**What is needed:**
Please rewrite every one of the rows below, requests included, and scale each point coordinate in the answers by 1.2, rounding to the nearest whole number with halves going up. Leave the pictures out of your version.
::::::::
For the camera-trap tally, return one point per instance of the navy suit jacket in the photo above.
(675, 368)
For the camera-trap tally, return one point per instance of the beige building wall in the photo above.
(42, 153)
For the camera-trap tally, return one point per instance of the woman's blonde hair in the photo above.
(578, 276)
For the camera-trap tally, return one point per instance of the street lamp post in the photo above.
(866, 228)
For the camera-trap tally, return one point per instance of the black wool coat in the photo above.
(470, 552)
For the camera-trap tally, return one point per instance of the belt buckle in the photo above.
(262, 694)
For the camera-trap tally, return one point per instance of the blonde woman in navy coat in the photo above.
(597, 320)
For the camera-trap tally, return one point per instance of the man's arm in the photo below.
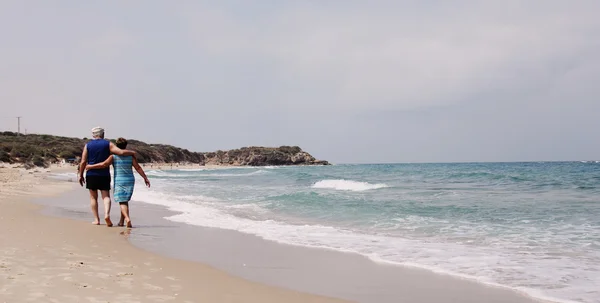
(140, 171)
(120, 152)
(82, 165)
(104, 164)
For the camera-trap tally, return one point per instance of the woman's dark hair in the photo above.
(121, 143)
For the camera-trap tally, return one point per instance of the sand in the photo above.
(49, 259)
(53, 259)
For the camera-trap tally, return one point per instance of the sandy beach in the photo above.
(54, 259)
(48, 259)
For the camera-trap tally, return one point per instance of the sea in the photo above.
(532, 227)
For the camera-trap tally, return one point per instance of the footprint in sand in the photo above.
(152, 287)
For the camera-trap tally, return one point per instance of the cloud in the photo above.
(394, 56)
(349, 81)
::::::::
**Written solution:**
For the camera-trap tally, return one point per instance of the navy suit jacket in the photo above.
(810, 442)
For the camera-trap tally, return one point per instance of the beige building wall in the photo above.
(50, 184)
For the camera-trap tally, return one point per instance of the woman's blonde hair in the photo above.
(694, 331)
For the camera-trap tally, return one point per instance of the street lamp post in the photo above.
(1039, 274)
For the camera-trap tally, return one point per instance of the black wool coat in the photo above.
(564, 662)
For the camera-trap tally, return one point per instance of the belt buckle in the photo above.
(314, 833)
For the camera-trap tally, return one point per instance of the blonde woman in navy coat in the photo above.
(716, 384)
For the camera-trap tally, return one point per instance of the man's arm in the photo below.
(168, 205)
(144, 182)
(98, 198)
(125, 197)
For the camera-trap tally, return one point per instance of the woman's dark hair in the photo above.
(145, 172)
For the camera-trap tally, return one point per instance of the sand in the photo above.
(59, 311)
(64, 311)
For the camera-trap tally, return one point per instance of the sandy beach in the photo above.
(65, 311)
(58, 311)
For the camera-trap tally, return one point per instance of the sea in the photo above.
(638, 272)
For the camera-trap tally, return one point per instance of the footprint in sand in the photo above.
(182, 344)
For the camera-trap tally, return one point per instance of the cloud in the photo above.
(473, 67)
(419, 97)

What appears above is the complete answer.